Study material Start Marker
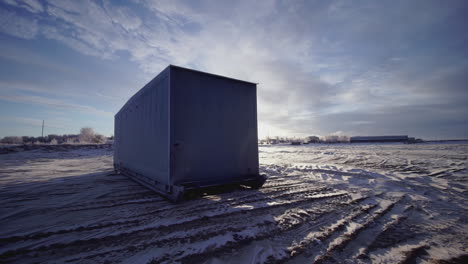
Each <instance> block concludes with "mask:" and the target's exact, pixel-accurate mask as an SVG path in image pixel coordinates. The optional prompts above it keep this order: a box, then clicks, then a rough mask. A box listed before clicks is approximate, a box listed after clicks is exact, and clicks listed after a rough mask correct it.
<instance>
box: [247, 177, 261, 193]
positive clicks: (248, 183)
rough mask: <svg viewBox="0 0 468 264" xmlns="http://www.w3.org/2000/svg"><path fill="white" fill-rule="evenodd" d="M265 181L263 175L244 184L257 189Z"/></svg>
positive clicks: (257, 189) (259, 187)
mask: <svg viewBox="0 0 468 264" xmlns="http://www.w3.org/2000/svg"><path fill="white" fill-rule="evenodd" d="M265 181H266V178H265V177H258V178H257V179H255V180H251V181H248V182H247V183H246V185H247V186H249V187H250V188H252V189H254V190H258V189H260V188H261V187H262V186H263V184H265Z"/></svg>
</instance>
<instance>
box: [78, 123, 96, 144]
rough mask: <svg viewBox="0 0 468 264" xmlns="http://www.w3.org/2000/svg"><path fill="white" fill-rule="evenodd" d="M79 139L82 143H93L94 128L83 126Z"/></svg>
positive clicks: (80, 132) (79, 135) (80, 141)
mask: <svg viewBox="0 0 468 264" xmlns="http://www.w3.org/2000/svg"><path fill="white" fill-rule="evenodd" d="M79 139H80V142H81V143H92V142H93V141H94V130H93V129H92V128H90V127H83V128H82V129H81V130H80V135H79Z"/></svg>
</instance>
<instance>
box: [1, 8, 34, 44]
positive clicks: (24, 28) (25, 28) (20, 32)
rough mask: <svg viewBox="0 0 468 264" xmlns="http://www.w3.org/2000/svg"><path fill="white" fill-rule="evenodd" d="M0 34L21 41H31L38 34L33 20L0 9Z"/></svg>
mask: <svg viewBox="0 0 468 264" xmlns="http://www.w3.org/2000/svg"><path fill="white" fill-rule="evenodd" d="M0 32H3V33H5V34H8V35H12V36H15V37H18V38H23V39H33V38H34V37H36V36H37V34H38V32H39V27H38V24H37V21H36V20H35V19H31V18H27V17H22V16H20V15H18V14H17V13H15V12H12V11H5V10H3V9H0Z"/></svg>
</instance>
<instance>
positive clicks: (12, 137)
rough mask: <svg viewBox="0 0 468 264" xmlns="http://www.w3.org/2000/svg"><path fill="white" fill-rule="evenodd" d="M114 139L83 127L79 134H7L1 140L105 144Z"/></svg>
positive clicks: (90, 129) (55, 142)
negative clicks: (37, 134)
mask: <svg viewBox="0 0 468 264" xmlns="http://www.w3.org/2000/svg"><path fill="white" fill-rule="evenodd" d="M109 139H110V140H112V139H114V138H113V137H109V138H106V137H105V136H103V135H101V134H98V133H95V132H94V130H93V129H92V128H90V127H83V128H81V130H80V133H79V134H66V135H56V134H50V135H47V136H44V137H30V136H22V137H20V136H6V137H4V138H2V139H1V140H0V143H3V144H80V143H81V144H86V143H91V144H103V143H106V142H107V140H109Z"/></svg>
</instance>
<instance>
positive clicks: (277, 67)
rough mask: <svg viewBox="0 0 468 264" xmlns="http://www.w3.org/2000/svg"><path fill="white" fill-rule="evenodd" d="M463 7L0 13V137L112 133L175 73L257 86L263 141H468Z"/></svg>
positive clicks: (246, 4) (4, 3) (153, 7)
mask: <svg viewBox="0 0 468 264" xmlns="http://www.w3.org/2000/svg"><path fill="white" fill-rule="evenodd" d="M467 17H468V1H464V0H461V1H452V0H449V1H439V0H437V1H426V0H424V1H413V0H412V1H408V0H404V1H394V0H392V1H292V0H291V1H290V0H287V1H267V0H262V1H245V2H243V1H146V0H133V1H108V0H103V1H77V0H69V1H66V0H41V1H38V0H28V1H17V0H3V1H2V2H1V4H0V68H1V71H0V91H1V93H0V124H1V125H0V136H7V135H31V136H39V135H40V133H41V122H42V120H43V119H45V122H46V129H45V130H46V131H45V134H64V133H67V134H68V133H75V134H76V133H78V132H79V129H80V128H81V127H84V126H90V127H93V128H94V129H95V130H96V131H97V132H99V133H102V134H105V135H111V134H113V122H114V121H113V116H114V114H115V113H116V112H117V111H118V110H119V109H120V107H121V106H122V105H123V104H124V103H125V102H126V100H127V99H129V98H130V96H131V95H133V94H134V93H135V92H136V91H138V90H139V89H140V88H141V87H142V86H143V85H144V84H146V83H147V82H148V81H150V80H151V79H152V78H153V77H154V76H156V75H157V74H158V73H159V72H160V71H161V70H163V69H164V68H165V67H167V65H168V64H175V65H179V66H184V67H189V68H194V69H197V70H202V71H208V72H211V73H215V74H220V75H225V76H229V77H233V78H238V79H243V80H247V81H251V82H257V83H259V85H258V115H259V116H258V119H259V136H260V137H265V136H268V135H269V136H274V135H280V136H284V135H292V136H301V135H328V134H332V133H342V134H346V135H384V134H385V135H397V134H403V135H405V134H408V135H410V136H415V137H422V138H426V139H441V138H452V139H453V138H468V87H467V81H468V29H467V27H468V19H467Z"/></svg>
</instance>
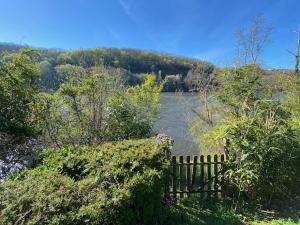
Study material End Marker
What needs to be done
Select every line of the listing above that contains the string "positive", treating uppercase and lowercase as different.

Answer below
positive clicks: (248, 183)
positive clicks: (257, 189) (259, 187)
positive clicks: (80, 132) (79, 135) (80, 141)
positive clicks: (24, 28) (25, 28) (20, 32)
positive clicks: (12, 137)
positive clicks: (90, 129) (55, 142)
positive clicks: (277, 67)
positive clicks: (246, 4) (4, 3) (153, 7)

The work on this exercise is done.